__Exercise directions__:
Copy out the "Another Week 80" blog post below word for word, keeping every line break and its punctuation unchanged.

Sunday 6 November 2016

Another Week 80 - Christmas slippers, ski season., cheap flights

and

snobs
knobs
&
flip flops

Looking for bridges.., looking for locations..
songs you used to love
but
are now as empty as that chocolate wrapper
Looks like hell's freezing'.. If you really do wanna play the song in the key of life., at least keep it in toon.. baby
Rev., rev..., rev
that engine

Isn't TV basically jus' like a tabloid newspaper
an'
performers are underperforming
if
performing at all
Fresh water to parallel with.., new skies to hide under.. and clink., chink clink.. I don't do stupidity., nor political naivety.. I don't do intentional ignorance., nor pure bloody bias.. I do do da da da.. oh yeah.. I do gets me a lotto ticket an' I do mingle with gentle souls.. I do chat with polite and inquisitive strangers and I smile at smiles..

__Rows__:
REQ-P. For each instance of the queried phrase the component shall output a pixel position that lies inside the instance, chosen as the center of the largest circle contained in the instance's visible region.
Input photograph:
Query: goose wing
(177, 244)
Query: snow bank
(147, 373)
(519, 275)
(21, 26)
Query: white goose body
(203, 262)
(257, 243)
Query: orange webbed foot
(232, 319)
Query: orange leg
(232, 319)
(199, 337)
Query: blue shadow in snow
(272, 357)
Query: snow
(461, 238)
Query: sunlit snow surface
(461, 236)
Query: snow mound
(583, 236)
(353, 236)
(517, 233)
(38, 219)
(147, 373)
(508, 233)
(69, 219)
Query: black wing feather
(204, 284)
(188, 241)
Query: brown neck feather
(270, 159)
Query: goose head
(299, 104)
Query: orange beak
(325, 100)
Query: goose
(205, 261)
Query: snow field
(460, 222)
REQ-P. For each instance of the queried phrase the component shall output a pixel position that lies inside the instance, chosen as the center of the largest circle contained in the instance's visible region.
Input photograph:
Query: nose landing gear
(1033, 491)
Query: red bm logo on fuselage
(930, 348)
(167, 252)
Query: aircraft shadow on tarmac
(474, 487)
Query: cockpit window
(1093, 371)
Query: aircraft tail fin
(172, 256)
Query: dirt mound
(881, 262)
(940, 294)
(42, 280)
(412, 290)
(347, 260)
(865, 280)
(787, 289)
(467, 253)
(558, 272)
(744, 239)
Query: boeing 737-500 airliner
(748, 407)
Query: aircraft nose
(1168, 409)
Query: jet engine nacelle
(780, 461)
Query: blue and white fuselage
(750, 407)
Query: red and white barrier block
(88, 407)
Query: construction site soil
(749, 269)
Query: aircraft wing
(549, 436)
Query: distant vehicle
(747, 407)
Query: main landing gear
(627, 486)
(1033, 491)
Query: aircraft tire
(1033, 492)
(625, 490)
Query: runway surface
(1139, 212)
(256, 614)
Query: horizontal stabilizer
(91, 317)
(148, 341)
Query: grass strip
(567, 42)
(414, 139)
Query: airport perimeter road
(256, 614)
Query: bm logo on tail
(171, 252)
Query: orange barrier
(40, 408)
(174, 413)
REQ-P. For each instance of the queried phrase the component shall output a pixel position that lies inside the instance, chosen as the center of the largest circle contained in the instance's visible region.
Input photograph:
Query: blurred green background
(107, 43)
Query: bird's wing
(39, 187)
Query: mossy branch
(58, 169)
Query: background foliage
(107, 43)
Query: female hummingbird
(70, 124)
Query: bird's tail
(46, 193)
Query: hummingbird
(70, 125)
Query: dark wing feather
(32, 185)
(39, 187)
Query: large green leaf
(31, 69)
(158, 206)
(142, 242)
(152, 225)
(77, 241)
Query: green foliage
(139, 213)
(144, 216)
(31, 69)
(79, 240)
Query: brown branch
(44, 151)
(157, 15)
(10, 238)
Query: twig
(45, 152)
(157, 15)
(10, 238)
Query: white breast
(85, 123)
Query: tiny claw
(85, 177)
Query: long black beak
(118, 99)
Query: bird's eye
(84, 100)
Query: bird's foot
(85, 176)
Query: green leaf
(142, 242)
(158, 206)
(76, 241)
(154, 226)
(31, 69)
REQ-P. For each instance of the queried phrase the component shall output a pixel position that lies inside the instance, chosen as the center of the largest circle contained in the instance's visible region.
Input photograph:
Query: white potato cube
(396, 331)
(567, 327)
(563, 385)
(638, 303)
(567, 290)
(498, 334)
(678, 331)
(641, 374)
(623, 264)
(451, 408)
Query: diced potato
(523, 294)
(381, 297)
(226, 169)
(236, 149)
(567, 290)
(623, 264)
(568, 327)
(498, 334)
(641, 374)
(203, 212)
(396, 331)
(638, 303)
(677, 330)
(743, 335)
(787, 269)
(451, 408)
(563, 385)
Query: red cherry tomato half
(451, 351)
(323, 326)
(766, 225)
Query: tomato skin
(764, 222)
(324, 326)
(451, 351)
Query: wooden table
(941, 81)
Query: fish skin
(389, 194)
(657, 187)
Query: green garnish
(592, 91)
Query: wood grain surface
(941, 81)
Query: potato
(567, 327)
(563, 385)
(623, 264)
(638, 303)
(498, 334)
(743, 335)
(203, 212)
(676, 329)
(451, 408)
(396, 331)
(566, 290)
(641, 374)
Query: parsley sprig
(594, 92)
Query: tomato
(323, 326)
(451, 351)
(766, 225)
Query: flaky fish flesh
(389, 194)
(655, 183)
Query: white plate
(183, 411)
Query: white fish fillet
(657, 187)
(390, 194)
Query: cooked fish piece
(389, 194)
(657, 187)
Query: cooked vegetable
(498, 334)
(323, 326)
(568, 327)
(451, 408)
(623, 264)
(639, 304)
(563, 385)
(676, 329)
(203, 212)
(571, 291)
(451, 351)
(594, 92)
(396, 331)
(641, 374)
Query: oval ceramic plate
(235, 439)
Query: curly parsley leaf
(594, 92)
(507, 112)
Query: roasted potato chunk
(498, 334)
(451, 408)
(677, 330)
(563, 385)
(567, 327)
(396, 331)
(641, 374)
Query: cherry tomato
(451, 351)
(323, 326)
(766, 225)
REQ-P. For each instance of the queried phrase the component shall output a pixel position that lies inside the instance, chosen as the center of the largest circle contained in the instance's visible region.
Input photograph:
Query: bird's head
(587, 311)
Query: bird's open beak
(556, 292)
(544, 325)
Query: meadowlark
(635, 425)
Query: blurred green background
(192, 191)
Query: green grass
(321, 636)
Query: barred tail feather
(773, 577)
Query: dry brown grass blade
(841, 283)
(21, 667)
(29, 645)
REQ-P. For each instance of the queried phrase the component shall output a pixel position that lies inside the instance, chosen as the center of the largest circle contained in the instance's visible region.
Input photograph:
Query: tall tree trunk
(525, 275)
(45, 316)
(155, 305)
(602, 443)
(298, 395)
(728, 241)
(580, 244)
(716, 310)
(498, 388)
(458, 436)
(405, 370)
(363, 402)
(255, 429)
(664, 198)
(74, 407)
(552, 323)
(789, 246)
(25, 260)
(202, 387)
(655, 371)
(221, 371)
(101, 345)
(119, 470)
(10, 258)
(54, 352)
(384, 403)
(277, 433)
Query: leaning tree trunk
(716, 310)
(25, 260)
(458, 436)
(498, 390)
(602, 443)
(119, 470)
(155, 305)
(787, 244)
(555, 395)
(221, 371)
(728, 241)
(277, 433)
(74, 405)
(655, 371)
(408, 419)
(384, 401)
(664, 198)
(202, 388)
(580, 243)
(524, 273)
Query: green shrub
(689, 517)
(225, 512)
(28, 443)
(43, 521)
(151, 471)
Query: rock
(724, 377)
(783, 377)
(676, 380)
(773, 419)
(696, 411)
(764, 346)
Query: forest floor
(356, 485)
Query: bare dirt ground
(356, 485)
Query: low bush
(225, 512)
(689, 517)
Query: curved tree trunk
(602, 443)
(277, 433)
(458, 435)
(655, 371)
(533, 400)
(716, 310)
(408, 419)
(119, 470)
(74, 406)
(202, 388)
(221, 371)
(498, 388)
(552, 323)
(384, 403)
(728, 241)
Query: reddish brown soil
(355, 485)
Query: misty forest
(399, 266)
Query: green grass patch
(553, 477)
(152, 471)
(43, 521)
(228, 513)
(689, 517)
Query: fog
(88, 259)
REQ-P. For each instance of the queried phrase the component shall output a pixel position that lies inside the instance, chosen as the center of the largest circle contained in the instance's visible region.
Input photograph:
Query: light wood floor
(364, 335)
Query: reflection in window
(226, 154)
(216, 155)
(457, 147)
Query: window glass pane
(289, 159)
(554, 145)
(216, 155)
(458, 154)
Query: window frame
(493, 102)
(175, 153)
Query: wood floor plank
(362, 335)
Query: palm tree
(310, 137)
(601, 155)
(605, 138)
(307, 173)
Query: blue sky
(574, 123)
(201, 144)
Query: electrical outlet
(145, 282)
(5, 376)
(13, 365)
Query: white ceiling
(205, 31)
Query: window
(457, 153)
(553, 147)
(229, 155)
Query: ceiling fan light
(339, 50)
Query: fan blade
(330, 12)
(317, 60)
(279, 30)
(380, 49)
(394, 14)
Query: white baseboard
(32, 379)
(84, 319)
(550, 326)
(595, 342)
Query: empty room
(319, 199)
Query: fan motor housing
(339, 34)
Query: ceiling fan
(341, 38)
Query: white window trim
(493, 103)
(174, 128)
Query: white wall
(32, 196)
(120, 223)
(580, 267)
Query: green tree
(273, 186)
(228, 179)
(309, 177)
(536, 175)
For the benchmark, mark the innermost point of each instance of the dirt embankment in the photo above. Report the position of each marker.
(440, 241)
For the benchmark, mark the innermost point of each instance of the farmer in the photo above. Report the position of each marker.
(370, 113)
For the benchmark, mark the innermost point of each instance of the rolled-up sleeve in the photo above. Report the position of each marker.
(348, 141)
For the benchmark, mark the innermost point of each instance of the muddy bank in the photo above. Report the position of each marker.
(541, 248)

__Answer to this exercise__:
Sunday 6 November 2016

Another Week 80 - Christmas slippers, ski season., cheap flights

and

snobs
knobs
&
flip flops

Looking for bridges.., looking for locations..
songs you used to love
but
are now as empty as that chocolate wrapper
Looks like hell's freezing'.. If you really do wanna play the song in the key of life., at least keep it in toon.. baby
Rev., rev..., rev
that engine

Isn't TV basically jus' like a tabloid newspaper
an'
performers are underperforming
if
performing at all
Fresh water to parallel with.., new skies to hide under.. and clink., chink clink.. I don't do stupidity., nor political naivety.. I don't do intentional ignorance., nor pure bloody bias.. I do do da da da.. oh yeah.. I do gets me a lotto ticket an' I do mingle with gentle souls.. I do chat with polite and inquisitive strangers and I smile at smiles..